• _WHAT THE TASK ASKS_
Select and copy every line of the records that contains the word "paper".
[Start of INFORMATION SHOWN]
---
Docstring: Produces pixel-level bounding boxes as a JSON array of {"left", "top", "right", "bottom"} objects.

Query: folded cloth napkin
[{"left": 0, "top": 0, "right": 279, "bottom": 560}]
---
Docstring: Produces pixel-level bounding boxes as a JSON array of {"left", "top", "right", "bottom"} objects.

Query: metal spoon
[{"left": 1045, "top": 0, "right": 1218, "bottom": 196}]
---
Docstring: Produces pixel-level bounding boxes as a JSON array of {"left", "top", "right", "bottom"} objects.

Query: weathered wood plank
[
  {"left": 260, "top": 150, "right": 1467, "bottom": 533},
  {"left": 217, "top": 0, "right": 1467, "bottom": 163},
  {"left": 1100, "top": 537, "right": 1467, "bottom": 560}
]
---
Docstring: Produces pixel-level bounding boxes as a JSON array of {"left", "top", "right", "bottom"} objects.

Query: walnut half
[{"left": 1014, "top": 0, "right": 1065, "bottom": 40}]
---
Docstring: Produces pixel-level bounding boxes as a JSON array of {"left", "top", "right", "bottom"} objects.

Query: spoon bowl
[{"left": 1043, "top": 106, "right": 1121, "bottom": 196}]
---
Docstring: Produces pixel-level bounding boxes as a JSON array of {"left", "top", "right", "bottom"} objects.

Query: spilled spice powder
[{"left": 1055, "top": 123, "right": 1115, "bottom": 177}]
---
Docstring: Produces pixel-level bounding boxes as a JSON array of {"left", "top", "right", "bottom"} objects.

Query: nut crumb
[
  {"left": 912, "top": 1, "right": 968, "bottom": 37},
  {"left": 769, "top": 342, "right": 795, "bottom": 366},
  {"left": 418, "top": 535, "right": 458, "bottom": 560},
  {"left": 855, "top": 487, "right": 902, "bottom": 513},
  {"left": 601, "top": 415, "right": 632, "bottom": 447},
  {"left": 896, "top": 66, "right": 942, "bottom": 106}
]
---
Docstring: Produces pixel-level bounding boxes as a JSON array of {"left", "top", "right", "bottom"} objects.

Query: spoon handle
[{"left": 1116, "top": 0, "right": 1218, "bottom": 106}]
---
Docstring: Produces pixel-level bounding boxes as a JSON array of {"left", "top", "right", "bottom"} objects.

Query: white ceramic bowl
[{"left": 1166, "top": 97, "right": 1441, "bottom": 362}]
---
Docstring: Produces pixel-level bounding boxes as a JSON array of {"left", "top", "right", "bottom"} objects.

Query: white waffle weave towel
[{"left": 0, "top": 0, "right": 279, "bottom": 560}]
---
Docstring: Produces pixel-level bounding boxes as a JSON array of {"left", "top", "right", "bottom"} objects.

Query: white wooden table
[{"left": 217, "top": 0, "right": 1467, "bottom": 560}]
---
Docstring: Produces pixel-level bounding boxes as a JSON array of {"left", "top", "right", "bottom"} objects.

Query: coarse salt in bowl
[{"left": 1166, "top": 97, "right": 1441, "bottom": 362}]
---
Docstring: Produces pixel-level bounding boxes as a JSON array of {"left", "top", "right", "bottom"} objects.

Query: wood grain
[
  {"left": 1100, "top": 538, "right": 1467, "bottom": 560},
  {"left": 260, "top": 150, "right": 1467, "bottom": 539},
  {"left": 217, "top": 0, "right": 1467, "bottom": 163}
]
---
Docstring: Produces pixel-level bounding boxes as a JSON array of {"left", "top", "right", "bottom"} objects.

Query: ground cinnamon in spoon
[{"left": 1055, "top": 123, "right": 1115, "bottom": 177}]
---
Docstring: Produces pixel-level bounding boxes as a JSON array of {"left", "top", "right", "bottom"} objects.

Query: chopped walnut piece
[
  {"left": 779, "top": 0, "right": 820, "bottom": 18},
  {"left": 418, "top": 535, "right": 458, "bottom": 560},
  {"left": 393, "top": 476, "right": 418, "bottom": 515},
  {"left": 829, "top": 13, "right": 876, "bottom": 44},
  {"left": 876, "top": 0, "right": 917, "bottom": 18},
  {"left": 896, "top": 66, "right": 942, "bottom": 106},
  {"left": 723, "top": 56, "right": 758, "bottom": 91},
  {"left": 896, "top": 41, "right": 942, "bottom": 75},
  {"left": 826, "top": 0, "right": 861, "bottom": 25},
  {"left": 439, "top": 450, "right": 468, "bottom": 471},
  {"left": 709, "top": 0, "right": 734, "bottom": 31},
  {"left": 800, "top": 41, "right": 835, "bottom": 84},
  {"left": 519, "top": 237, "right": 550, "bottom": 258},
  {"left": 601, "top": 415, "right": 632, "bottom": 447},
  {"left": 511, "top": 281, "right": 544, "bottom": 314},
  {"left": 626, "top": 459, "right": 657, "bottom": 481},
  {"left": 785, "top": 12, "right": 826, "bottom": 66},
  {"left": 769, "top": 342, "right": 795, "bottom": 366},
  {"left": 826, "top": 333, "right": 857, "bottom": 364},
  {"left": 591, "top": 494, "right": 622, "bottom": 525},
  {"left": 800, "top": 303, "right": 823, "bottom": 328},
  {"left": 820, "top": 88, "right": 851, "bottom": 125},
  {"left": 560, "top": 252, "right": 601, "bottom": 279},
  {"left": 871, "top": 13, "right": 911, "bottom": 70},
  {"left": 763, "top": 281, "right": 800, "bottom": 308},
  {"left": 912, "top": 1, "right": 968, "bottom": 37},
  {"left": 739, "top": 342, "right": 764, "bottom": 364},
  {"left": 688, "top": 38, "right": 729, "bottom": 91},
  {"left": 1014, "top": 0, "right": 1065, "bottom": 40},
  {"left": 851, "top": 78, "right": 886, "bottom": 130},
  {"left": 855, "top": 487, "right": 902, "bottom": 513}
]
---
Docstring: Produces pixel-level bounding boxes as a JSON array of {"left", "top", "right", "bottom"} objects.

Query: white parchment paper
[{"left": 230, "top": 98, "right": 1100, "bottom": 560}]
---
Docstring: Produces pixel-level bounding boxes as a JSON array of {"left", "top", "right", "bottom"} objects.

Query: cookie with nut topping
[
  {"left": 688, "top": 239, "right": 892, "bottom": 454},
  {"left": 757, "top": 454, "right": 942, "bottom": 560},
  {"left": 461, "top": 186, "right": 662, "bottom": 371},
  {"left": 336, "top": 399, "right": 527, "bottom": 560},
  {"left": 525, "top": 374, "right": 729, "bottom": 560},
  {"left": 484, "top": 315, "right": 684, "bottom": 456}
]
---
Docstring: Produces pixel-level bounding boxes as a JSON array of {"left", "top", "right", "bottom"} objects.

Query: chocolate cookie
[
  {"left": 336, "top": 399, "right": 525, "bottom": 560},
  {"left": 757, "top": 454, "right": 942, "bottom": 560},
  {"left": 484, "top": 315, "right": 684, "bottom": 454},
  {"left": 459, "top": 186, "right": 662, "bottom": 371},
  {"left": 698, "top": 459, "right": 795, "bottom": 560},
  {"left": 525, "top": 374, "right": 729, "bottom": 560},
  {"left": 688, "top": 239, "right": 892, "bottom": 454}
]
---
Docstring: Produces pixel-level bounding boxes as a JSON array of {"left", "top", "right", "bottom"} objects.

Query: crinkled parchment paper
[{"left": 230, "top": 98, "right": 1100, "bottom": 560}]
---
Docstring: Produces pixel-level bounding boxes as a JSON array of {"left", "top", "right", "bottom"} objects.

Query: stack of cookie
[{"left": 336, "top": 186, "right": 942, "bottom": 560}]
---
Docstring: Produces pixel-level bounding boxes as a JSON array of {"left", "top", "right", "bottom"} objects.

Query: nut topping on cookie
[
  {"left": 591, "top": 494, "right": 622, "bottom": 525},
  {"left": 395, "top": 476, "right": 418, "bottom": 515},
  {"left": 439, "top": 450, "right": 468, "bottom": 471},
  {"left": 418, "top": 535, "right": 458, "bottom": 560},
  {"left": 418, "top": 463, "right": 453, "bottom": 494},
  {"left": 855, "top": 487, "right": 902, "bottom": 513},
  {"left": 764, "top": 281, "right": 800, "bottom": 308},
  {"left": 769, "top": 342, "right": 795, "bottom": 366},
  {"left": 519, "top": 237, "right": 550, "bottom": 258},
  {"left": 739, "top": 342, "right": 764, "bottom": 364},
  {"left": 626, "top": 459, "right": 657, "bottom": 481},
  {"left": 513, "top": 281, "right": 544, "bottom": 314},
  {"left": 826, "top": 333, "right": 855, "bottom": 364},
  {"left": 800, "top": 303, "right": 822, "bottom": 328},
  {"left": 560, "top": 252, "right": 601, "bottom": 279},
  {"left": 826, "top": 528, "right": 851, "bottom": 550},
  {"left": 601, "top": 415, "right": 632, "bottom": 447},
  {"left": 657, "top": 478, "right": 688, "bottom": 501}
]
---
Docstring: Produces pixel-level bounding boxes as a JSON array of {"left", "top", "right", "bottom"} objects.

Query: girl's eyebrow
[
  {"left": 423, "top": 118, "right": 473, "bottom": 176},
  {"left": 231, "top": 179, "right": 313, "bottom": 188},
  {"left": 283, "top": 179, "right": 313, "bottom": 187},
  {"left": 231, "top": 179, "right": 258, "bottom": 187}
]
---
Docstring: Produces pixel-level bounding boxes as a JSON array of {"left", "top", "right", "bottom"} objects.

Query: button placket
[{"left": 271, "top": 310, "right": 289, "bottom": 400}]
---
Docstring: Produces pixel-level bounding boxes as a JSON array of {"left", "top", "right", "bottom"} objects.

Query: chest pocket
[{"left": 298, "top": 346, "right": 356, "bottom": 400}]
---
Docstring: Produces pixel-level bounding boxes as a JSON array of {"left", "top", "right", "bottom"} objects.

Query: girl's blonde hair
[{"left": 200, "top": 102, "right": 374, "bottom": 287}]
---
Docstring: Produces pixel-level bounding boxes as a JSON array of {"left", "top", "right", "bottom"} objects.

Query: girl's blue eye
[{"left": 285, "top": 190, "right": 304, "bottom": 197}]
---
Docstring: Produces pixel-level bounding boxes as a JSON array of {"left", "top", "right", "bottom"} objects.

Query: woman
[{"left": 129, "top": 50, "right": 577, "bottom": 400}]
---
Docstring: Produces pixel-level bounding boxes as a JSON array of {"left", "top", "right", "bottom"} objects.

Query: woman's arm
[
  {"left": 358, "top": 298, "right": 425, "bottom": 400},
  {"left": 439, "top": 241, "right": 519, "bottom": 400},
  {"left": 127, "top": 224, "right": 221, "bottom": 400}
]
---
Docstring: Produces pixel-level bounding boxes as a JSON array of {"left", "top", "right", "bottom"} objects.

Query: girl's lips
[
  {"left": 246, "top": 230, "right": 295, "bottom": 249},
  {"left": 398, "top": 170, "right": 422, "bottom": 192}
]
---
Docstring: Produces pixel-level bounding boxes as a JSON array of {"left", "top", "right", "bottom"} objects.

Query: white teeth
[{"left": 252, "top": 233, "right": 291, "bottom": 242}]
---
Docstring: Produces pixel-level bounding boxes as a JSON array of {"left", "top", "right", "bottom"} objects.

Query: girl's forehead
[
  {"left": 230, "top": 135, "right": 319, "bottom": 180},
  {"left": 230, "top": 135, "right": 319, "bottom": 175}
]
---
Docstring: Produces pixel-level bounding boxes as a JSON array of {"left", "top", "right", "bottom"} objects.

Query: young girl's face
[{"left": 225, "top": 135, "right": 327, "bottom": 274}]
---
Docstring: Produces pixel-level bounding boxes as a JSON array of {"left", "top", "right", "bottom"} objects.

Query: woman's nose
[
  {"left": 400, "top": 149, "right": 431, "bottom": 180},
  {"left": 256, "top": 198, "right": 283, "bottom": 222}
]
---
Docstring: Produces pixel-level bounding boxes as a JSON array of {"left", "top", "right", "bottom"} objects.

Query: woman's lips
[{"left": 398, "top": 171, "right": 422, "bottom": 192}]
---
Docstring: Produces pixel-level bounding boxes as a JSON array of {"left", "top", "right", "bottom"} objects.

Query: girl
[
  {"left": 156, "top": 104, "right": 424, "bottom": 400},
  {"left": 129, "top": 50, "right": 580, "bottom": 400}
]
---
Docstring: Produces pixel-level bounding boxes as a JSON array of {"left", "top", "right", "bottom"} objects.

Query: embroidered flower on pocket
[End of INFORMATION SHOWN]
• _FINAL RESULT_
Query: white parchment paper
Query: crinkled parchment paper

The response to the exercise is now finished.